* _TASK PROMPT_: Below are some entries; can you quote all of them exactly?

* _STORED RECORDS_:
_ _ _ _

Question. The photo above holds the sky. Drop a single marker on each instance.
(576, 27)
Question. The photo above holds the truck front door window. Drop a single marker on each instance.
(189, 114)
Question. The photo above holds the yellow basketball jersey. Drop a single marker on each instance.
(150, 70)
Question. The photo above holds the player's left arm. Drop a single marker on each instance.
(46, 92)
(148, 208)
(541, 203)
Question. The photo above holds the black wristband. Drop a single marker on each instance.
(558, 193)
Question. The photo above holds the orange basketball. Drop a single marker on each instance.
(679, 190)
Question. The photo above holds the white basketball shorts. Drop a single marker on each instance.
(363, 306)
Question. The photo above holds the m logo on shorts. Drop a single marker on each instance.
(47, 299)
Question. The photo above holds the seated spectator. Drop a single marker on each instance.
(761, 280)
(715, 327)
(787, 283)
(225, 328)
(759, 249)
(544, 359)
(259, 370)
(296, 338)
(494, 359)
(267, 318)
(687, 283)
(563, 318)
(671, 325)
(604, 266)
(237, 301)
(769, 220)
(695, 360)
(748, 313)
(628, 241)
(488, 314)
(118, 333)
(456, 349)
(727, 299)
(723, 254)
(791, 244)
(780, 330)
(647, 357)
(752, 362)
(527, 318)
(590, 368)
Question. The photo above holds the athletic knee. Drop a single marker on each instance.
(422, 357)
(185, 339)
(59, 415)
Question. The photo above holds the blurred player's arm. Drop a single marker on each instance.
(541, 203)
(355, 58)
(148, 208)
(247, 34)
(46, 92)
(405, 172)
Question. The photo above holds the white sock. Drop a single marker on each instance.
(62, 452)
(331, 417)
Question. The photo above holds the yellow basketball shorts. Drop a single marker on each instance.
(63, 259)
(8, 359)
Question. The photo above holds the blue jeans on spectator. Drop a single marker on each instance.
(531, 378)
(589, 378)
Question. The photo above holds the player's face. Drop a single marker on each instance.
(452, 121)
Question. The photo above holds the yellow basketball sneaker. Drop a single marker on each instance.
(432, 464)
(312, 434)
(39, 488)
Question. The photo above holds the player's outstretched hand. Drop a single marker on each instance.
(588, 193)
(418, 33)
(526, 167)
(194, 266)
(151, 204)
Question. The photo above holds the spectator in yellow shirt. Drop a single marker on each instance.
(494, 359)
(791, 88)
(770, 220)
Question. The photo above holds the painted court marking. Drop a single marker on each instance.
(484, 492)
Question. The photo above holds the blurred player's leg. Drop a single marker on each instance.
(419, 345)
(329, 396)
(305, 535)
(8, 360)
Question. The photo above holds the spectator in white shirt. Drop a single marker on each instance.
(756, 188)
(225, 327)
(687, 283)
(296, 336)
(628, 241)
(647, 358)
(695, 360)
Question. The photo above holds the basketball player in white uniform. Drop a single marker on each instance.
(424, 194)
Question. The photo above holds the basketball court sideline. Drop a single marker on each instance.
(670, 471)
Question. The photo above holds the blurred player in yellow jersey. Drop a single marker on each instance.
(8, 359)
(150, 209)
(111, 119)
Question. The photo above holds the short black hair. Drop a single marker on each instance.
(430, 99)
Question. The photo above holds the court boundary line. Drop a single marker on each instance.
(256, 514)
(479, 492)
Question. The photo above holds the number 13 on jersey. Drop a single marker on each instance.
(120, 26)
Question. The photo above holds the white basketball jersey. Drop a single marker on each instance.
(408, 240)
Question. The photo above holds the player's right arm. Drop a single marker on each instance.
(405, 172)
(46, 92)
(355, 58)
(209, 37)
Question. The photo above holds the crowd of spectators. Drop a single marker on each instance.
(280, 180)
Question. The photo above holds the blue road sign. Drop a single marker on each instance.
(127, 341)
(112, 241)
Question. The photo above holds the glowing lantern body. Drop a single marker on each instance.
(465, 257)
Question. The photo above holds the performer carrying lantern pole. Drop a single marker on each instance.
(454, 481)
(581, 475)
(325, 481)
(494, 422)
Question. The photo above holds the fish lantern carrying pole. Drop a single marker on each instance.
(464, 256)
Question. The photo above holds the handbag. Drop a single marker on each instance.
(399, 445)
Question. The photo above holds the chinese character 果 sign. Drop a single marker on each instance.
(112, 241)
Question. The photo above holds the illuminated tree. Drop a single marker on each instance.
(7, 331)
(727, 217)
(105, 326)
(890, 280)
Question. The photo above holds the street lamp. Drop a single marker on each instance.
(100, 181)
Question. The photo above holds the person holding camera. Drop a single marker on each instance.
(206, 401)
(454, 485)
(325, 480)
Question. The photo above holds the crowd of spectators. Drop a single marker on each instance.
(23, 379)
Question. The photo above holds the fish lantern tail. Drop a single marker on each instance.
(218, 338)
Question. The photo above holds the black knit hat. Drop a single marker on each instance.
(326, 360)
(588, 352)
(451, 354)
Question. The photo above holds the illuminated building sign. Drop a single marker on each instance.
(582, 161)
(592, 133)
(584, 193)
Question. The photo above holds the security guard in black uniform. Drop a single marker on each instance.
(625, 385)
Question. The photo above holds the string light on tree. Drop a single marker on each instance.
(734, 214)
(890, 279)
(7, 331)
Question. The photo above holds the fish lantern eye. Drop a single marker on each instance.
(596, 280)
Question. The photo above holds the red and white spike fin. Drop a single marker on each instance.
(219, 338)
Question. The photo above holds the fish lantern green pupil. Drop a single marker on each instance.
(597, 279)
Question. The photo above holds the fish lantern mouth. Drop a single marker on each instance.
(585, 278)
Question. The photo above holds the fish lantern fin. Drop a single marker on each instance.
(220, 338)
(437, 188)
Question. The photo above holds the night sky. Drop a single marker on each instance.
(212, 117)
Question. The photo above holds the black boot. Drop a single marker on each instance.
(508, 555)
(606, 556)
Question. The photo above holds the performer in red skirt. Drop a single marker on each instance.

_ _ _ _

* _ANSWER TO THE EXERCISE_:
Question. The photo above holds the sky. Drop a single marker on each instance.
(576, 27)
Question. The photo above holds the truck front door window. Drop a single marker on each instance.
(189, 114)
Question. The photo above holds the yellow basketball jersey. Drop a single marker on each instance.
(150, 70)
Question. The photo above holds the player's left arm. Drop a single marker on each instance.
(46, 92)
(148, 208)
(541, 203)
Question. The photo above holds the black wristband. Drop a single marker on each instance.
(558, 193)
Question. The photo above holds the orange basketball. Drop a single marker on each instance.
(679, 190)
Question. The photo above holds the white basketball shorts. Drop a single marker on each instance.
(363, 306)
Question. The photo above holds the m logo on shorts. Drop a single marker on each instance.
(47, 299)
Question. The photo above holds the seated spectator. Drop a single marker on each instance.
(761, 280)
(715, 327)
(787, 283)
(225, 328)
(759, 249)
(544, 359)
(259, 370)
(296, 338)
(494, 359)
(267, 318)
(687, 283)
(563, 318)
(671, 325)
(604, 266)
(237, 301)
(769, 220)
(695, 360)
(748, 313)
(628, 241)
(488, 314)
(118, 333)
(456, 349)
(727, 299)
(723, 254)
(791, 244)
(780, 330)
(647, 357)
(752, 362)
(527, 318)
(590, 368)
Question. The photo above holds the athletic knee. Drop a single marker on each instance.
(422, 357)
(185, 339)
(59, 415)
Question. The photo above holds the blurred player's arm. Drop a single marker on each instance.
(541, 203)
(355, 58)
(148, 208)
(247, 34)
(46, 92)
(405, 172)
Question. The photo above holds the white sock. Drop a single marker on each instance.
(62, 452)
(331, 417)
Question. The photo above holds the yellow basketball shorts. Drop a single marker on each instance.
(63, 259)
(8, 359)
Question. The photo above holds the blue jeans on spectator. Drop a single marker on each instance.
(531, 378)
(589, 378)
Question. The photo above holds the player's face. Drop a single marker on each instance.
(452, 121)
Question. The photo above holds the yellow basketball sneaker. Drop a single marker on each instance.
(432, 464)
(312, 434)
(39, 488)
Question. The photo above holds the player's outstretched hand. Drop a single marker on each instance.
(588, 193)
(418, 33)
(526, 167)
(194, 266)
(151, 204)
Question. The photo above holds the spectator in yellow shirt. Drop a single marker on each instance.
(494, 359)
(791, 88)
(770, 220)
Question. The photo above holds the painted court marking. Drop a single marker on each instance.
(484, 492)
Question. The photo above holds the blurred player's leg. Drop a single marker on each instance.
(419, 345)
(329, 396)
(305, 535)
(8, 360)
Question. The photo above holds the spectator in white shirt. Drop a single marker on each instance.
(756, 188)
(225, 327)
(687, 283)
(296, 336)
(628, 241)
(647, 358)
(695, 360)
Question. The photo above holds the basketball player in white uniform. Drop a single marker on each instance.
(424, 194)
Question. The photo above holds the basketball court sideline. Drop a single marker on each instance.
(670, 471)
Question. The photo above holds the blurred player in yellow jersey. Drop a single marker on each instance.
(8, 359)
(150, 209)
(111, 119)
Question. The photo above holds the short black hair. Drop a single marker on each instance.
(430, 99)
Question. The photo above holds the court boundary line. Drop a single marker on each instance.
(256, 514)
(479, 492)
Question. The photo above holds the number 13 on jersey. Drop a single marker on each instance.
(120, 26)
Question. The photo above holds the white basketball jersey. Drop a single marker on each instance.
(408, 240)
Question. The photo above holds the player's right arm. Drop a single marker on each instance.
(405, 172)
(46, 92)
(355, 58)
(209, 37)
Question. The photo above holds the crowd of spectators. Drop a single marker on each instance.
(280, 180)
Question. The photo above holds the blue road sign. Drop a single marker on each instance.
(127, 341)
(112, 241)
Question. The photo above holds the glowing lantern body. Drop a single marker on each instance.
(465, 257)
Question. The photo above holds the performer carrying lantern pole. Drop a single marker on each instance.
(454, 481)
(581, 475)
(325, 481)
(494, 422)
Question. The photo above holds the fish lantern carrying pole. Drop a single marker on each instance.
(464, 256)
Question. The photo above holds the handbag. Drop a single marker on each instance.
(399, 445)
Question. The photo above holds the chinese character 果 sign. Drop a single marker on each instance.
(112, 241)
Question. The photo above holds the illuminated tree. Drop a single marker on each instance.
(7, 331)
(727, 217)
(105, 326)
(890, 280)
Question. The photo above holds the street lamp. Drop a single marker on each instance.
(100, 181)
Question. The photo above holds the person holding camera. Drop a single marker on each instance.
(206, 401)
(454, 485)
(325, 480)
Question. The photo above holds the crowd of spectators. Drop a single marker on each instance.
(23, 379)
Question. The photo above holds the fish lantern tail. Drop a single marker on each instance.
(218, 338)
Question. The photo above holds the black knit hat. Drop a single marker on each instance.
(326, 360)
(588, 352)
(451, 354)
Question. The photo above holds the illuminated building sign. Drop a single marker on each instance.
(582, 161)
(592, 133)
(584, 193)
Question. The photo above holds the security guard in black uniform. Drop a single marker on each instance.
(625, 385)
Question. The photo above holds the string light on tree. Drop a single marker on each instance.
(734, 214)
(890, 279)
(7, 331)
Question. The photo above holds the fish lantern eye. Drop a single marker on each instance.
(596, 280)
Question. The photo above holds the red and white spike fin. Drop a single marker on each instance.
(219, 338)
Question. The photo above holds the fish lantern green pupil. Drop a single marker on each instance.
(597, 279)
Question. The photo above holds the fish lantern mouth. Drop a single marker on each instance.
(585, 278)
Question. The photo above holds the fish lantern fin. Drop a single marker on each instance.
(220, 338)
(437, 188)
Question. The photo above holds the night sky. Drop a single marker on each instance.
(212, 117)
Question. The photo above holds the black boot. Drop a single marker on each instance.
(508, 555)
(606, 556)
Question. The photo above holds the performer in red skirt. Drop a single marker on each instance.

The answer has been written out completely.